===== DATA FOR ANALYSIS =====
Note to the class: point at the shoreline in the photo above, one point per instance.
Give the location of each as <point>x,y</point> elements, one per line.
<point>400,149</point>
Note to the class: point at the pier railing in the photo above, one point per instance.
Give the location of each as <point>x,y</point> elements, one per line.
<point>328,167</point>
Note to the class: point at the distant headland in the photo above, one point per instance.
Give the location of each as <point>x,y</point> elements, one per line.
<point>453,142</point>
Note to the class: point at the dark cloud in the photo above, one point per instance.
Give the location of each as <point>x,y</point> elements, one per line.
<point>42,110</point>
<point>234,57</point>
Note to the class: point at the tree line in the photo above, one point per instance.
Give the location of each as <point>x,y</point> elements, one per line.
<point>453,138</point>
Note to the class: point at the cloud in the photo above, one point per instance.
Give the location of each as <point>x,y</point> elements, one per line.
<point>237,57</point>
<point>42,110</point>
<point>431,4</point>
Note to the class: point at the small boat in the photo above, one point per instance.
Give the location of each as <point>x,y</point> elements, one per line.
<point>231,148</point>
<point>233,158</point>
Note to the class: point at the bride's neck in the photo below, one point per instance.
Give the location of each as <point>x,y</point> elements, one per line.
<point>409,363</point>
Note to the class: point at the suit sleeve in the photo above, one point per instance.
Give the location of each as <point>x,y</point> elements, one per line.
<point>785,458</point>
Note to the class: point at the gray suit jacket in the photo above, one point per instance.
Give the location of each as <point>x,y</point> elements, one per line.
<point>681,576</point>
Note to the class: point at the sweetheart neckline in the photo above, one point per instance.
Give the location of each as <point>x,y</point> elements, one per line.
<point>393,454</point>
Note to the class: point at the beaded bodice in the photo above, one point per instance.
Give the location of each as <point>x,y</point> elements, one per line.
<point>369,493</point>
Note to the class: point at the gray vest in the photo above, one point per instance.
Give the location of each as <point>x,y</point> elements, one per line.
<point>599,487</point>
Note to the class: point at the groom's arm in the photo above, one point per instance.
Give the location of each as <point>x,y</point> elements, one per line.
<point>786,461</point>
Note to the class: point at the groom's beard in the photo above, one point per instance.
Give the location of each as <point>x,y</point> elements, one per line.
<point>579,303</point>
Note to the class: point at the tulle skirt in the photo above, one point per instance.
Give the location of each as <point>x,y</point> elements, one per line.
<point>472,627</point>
=====
The required output is all of the material, word for word.

**ANSWER SPACE**
Note to the class: point at the shoreline in the photo above, one point per instance.
Give the location of each as <point>x,y</point> elements, one per line.
<point>400,149</point>
Note to the class: point at the pier railing in the photo above, one point per instance.
Give the location of each as <point>x,y</point> elements, one per line.
<point>328,167</point>
Note to the class: point at the distant headland in the photo above, one point per instance.
Give the location of each as <point>x,y</point> elements, one per line.
<point>453,142</point>
Note to the class: point at the dark cloud in the photo above, one point per instance.
Give the location of each as <point>x,y</point> elements, one per line.
<point>42,110</point>
<point>234,57</point>
Note to the class: point at the tree line in the photo above, one point per instance.
Give the location of each as <point>x,y</point> elements, one per line.
<point>453,138</point>
Note to the class: point at the cloud in the photo above, one point per instance.
Give the location of each as <point>x,y</point> elements, one per line.
<point>237,57</point>
<point>42,110</point>
<point>431,4</point>
Note to the class: point at the small boat in the photo above, one point per instance.
Give the location of each as <point>x,y</point> elements, one per line.
<point>231,148</point>
<point>233,158</point>
Note to the class: point at the bride's neck in the photo below, one point per instance.
Give the location of each as <point>x,y</point> elements, one per line.
<point>409,363</point>
Note to the class: point at the suit sleeve in the photo above, one point per instance.
Give the location of each as <point>x,y</point> elements, one per line.
<point>785,458</point>
Note to the class: point at the gray suit jacket in the photo above, one point per instance.
Give the location of each as <point>x,y</point> elements, one per line.
<point>681,576</point>
Note to the class: point at the sweetheart neckline in the photo above, one point per instance.
Give the location of each as <point>x,y</point> elements, one per line.
<point>393,454</point>
Note to the class: point at the beaded bodice in the photo above, one point per instance.
Give the location of each as <point>x,y</point> elements, one per line.
<point>369,493</point>
Note to the class: point at the gray vest in the photo above, one point per instance.
Give the location of each as <point>x,y</point> elements, one per line.
<point>599,487</point>
Note to the class: point at the groom's arm in the photo above, one point per instance.
Give the location of each as <point>x,y</point> elements, one per line.
<point>786,461</point>
Note to the class: point at the groom's beard in the photo above, one point per instance.
Give the location of each as <point>x,y</point> elements, one per line.
<point>579,303</point>
Note to the class: point at the tulle skirt in the photo above, one point per instance.
Give the location of each as <point>x,y</point> elements, one per line.
<point>472,627</point>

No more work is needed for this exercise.